## Excerpt provided
• • •

CHICAGO--(BUSINESS WIRE)--Fitch Ratings affirms its 'AAA' long-term rating and 'F1+' short-term rating on the credit enhancement program (CEP) sponsored by the California Public Employees' Retirement System (CalPERS).
The Rating Outlook is Stable.
CalPERS' CEP provides letters of credit (LOCs) and standby bond purchase agreements (SBPAs) for municipal issuers. CalPERS is unconditionally obligated to provide liquidity/credit enhancement from available short- or long-term assets.
KEY RATING DRIVERS
LOW-RISK CEP PROFILE: CalPERS' CEP obligors include high-quality credits in California and several other states. In addition, the weighted average maturity of the portfolio may not exceed five years.
HIGH LIQUIDITY CUSHION: Fund assets cover the maximum CEP exposure by a wide margin, even with significant discounting of assets. The 'F1+' short-term rating reflects the availability of highly liquid assets that could immediately cover draws on the program.
PENSION FUNDING REMAINS ADEQUATE: The overall funded status of the pension fund is considered adequate, even after applying Fitch's more conservative discount rates and assessment of fund asset value.
SHORT DURATION LIMITS SPONSOR IMPACT: While the credit quality of the state (California general obligation bonds rated 'A' by Fitch) is below average and many of the employers are not rated by Fitch, exposure to the sponsor and employers is largely offset by the short duration of the CEP relative to the life of the pension liabilities and the current funding level of the pension fund.

• • •

## Dataset extract
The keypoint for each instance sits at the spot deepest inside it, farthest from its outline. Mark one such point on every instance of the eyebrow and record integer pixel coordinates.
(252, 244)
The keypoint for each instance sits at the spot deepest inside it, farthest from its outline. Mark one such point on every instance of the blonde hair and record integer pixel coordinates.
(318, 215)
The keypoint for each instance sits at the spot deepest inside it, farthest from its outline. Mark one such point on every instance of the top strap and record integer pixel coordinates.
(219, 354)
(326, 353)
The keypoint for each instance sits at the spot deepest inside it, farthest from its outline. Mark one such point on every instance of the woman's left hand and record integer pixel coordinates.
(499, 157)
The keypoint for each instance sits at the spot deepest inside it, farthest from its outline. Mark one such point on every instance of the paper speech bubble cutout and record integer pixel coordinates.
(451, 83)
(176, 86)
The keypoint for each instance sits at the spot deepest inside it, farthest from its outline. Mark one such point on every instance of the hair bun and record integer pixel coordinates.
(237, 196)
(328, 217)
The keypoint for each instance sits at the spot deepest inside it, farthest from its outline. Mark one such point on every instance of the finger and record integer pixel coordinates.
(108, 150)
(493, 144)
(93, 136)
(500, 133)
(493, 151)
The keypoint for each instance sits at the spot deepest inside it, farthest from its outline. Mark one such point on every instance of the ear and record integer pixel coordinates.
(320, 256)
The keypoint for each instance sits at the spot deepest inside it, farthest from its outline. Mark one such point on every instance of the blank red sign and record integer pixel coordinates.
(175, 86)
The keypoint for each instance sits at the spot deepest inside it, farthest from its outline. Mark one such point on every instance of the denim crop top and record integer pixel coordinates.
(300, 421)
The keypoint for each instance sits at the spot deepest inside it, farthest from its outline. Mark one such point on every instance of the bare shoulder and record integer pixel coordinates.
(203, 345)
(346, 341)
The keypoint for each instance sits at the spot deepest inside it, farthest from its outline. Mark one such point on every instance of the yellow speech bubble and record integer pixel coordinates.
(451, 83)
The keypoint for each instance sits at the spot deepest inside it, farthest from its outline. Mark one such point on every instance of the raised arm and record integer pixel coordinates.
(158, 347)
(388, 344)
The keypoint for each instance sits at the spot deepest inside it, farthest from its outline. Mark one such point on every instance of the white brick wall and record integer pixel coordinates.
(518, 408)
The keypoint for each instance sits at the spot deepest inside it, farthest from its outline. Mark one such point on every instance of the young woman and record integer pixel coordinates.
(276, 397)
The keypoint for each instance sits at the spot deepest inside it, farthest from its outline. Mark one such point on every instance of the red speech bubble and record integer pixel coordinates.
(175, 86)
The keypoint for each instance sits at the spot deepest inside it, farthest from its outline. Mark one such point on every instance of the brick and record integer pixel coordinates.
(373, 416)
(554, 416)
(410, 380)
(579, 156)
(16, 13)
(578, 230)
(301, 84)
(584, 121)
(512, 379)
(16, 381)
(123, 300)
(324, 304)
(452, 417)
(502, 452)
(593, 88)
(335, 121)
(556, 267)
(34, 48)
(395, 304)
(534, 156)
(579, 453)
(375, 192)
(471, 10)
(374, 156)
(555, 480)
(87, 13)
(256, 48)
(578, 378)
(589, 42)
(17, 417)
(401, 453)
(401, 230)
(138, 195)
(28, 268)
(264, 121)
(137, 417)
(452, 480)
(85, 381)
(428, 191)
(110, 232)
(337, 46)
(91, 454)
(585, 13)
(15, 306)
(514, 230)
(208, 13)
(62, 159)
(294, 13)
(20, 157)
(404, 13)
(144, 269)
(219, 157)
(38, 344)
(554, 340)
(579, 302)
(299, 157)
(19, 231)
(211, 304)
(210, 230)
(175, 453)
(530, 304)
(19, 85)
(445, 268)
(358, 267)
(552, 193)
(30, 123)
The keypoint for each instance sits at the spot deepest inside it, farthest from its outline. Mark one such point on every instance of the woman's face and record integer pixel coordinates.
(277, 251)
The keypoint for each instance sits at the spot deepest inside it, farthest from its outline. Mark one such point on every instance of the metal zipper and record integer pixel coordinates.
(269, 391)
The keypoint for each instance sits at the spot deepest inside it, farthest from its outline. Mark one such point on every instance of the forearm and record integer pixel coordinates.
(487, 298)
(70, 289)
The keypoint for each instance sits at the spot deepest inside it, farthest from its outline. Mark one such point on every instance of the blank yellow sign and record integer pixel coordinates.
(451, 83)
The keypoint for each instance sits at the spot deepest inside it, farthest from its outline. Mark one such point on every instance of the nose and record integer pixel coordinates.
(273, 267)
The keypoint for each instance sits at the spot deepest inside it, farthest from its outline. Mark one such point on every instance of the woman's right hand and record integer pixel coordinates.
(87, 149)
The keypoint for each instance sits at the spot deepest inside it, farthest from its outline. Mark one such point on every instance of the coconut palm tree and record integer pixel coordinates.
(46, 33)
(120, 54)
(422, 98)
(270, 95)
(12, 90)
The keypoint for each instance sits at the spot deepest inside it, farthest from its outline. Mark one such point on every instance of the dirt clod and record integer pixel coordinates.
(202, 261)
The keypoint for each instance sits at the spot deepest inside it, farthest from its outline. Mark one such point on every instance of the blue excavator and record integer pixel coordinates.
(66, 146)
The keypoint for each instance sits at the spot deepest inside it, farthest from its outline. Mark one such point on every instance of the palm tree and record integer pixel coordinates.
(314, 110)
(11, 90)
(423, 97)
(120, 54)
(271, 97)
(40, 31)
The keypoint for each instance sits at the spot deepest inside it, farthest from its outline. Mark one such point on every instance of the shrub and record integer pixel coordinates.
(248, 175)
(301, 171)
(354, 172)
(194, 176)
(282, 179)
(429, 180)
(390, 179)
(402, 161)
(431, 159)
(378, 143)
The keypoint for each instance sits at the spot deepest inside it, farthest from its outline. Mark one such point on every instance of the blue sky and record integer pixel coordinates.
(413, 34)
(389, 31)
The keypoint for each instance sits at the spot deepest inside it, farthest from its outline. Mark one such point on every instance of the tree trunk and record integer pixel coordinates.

• • •

## What you will do
Extend the Fitch release on the CalPERS credit enhancement program from where it stops, writing the next part after its last paragraph.

## Answer to this task
FUND INDEPENDENCE A STRENGTH: The statutory framework and legal rulings, which give CalPERS the power to raise contribution rates, enhance the likelihood of continued adequate pension funding.
STRONG LIQUIDITY ESSENTIAL: Maintenance of a strong liquid cushion over potential CEP liabilities and benefit payouts is critical to maintaining the current rating level.
FUND PERFORMANCE CRITICAL: Declines in the pension fund's overall funding level and/or rising fund payouts that outpace inflows could erode credit quality.
SUCCESSFUL CHALLENGE TO PENSION CLAIMS: A successful challenge by any CalPERS' members in bankruptcy court that allows for a reduction in payments to CalPERS could have negative implications to the credit quality of the CEP. Nevertheless, CalPERS' ability to equally reduce benefit payouts to a member's beneficiaries and to beneficiaries of any other agency that fails to make its contribution is likely to offset any concern.
CalPERS' CEP currently generates additional income for the pension system by providing a total of $1.3 billion in credit and liquidity support for seven municipal obligors through LOCs and/or SBPAs. These facilities, which primarily consist of tax-supported and water/wastewater utility pledges, are scheduled to expire by Dec. 13, 2016 or earlier. While the CEP has a maximum allocation limit of $10 billion, management expects that program commitments will not exceed $2.5 billion.
FACTORS CONSIDERED IN ANALYSIS
Fitch's evaluation of CEP programs considers five broad areas: the CEP's risk profile, available liquidity, the financial condition of the pension system, sponsor quality, and management. Fitch does not rate the retirement system.
CEP RISK PROFILE
Fitch evaluates the overall operations of the CEP to determine potential exposure the CEP may face with regard to obligors to whom it has extended LOCs or SBPAs. This includes an assessment of obligor credit quality and diversification of obligors.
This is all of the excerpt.